-- Task directions --
Turn the part of the material that opens with the line containing "In the scene depicted above, can you spot any white plum" and closes with the line containing "1314;27;1384;85" into a numbered list, with both of those lines included and blank lines omitted. List only the lines in that part.

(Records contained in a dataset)
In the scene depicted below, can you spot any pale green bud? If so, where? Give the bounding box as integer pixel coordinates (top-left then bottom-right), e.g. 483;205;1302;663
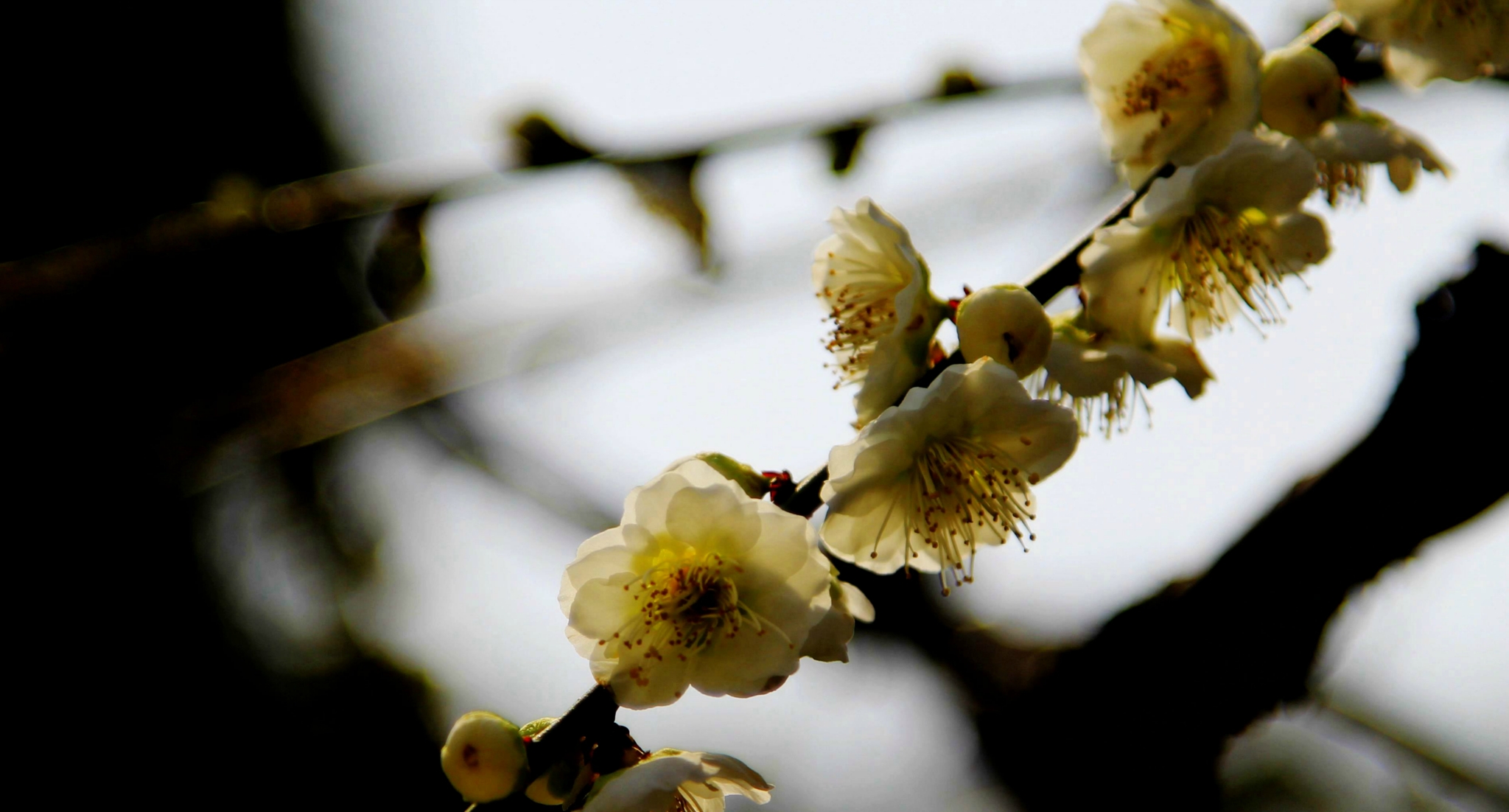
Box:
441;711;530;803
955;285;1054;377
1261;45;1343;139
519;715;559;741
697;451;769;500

...

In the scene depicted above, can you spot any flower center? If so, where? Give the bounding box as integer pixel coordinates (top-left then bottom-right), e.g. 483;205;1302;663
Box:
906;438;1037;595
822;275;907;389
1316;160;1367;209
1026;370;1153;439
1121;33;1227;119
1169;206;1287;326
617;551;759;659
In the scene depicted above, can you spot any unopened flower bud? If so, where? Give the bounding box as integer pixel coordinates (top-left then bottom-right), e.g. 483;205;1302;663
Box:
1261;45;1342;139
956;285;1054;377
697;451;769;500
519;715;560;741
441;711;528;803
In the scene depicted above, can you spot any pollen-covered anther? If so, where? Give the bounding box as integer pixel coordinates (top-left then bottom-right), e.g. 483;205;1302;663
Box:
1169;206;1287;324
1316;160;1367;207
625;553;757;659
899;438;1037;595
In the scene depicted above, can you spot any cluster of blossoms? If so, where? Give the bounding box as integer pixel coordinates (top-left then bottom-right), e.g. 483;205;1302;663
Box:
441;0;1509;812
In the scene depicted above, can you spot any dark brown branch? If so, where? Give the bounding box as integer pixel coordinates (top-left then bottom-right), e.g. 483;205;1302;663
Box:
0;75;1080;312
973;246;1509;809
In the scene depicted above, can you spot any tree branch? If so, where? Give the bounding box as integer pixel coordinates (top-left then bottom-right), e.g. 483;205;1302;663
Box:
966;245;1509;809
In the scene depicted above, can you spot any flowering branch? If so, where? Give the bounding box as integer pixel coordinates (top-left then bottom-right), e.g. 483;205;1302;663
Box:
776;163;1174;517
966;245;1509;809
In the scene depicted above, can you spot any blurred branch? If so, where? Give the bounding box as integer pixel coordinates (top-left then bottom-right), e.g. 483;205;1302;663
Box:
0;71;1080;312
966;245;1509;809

==

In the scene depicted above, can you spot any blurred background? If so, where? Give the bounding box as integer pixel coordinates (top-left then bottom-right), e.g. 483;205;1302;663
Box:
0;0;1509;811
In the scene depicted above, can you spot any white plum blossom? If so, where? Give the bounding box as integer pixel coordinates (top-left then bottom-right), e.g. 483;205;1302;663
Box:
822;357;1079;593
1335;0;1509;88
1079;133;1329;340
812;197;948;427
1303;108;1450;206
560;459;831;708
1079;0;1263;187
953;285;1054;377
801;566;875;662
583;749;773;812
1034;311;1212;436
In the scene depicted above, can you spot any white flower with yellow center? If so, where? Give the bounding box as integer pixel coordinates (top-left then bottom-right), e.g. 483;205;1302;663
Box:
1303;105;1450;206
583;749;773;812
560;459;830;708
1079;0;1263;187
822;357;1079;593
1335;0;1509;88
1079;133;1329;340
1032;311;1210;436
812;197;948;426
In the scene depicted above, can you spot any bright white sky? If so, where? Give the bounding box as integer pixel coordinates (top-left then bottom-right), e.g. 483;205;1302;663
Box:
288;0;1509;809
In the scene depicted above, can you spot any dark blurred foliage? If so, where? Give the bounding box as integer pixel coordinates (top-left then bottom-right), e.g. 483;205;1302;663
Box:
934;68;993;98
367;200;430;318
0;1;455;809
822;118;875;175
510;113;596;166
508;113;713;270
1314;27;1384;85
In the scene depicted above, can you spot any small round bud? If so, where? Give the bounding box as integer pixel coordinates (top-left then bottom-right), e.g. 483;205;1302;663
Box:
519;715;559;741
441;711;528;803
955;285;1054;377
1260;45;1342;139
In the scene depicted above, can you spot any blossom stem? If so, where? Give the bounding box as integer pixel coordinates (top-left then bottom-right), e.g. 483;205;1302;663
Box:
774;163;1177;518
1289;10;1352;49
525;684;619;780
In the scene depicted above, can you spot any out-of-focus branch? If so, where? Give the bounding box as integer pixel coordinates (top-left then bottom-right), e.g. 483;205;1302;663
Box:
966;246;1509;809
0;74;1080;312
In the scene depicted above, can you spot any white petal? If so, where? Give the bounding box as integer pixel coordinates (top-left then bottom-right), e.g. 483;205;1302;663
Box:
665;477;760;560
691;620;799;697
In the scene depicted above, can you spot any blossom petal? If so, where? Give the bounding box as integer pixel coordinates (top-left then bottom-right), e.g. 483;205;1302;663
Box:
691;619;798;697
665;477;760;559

-- Response to the task --
1. In the scene depicted above, can you spot any white plum blossom? If so, where? Give the bounding box as integer pixel coordinates (top-left then bottom-right), e.g. 483;205;1302;663
2. Box:
3. 822;357;1079;593
4. 1335;0;1509;88
5. 1079;133;1329;340
6. 812;197;948;427
7. 1303;108;1450;206
8. 560;459;831;708
9. 1079;0;1263;187
10. 953;285;1054;377
11. 801;566;875;662
12. 583;749;773;812
13. 1034;311;1212;436
14. In the scene depicted above, can you spot any white flower with yellow center? If so, where? Give the bounding box as integer pixel coordinates (top-left then bottom-right), e.g. 483;205;1302;663
15. Box:
16. 1303;105;1450;206
17. 583;749;773;812
18. 560;459;830;708
19. 1079;0;1263;187
20. 822;357;1079;593
21. 1335;0;1509;88
22. 1079;133;1329;340
23. 1032;311;1210;436
24. 812;197;948;426
25. In the scene depicted above, can you spot any bright white sky? If so, where? Give the bounding box as integer pixel coordinates (top-left then bottom-right), e.g. 483;205;1302;663
26. Box:
27. 288;0;1509;809
28. In the scene depicted above, can you spot any dark blurred foliage? If so, where? Give the bounding box as integer pixel coordinates (top-left then bottom-right), e.g. 483;205;1302;663
29. Box:
30. 934;68;993;98
31. 367;200;430;318
32. 0;1;455;809
33. 822;118;875;175
34. 510;113;596;166
35. 508;113;713;270
36. 1314;27;1384;85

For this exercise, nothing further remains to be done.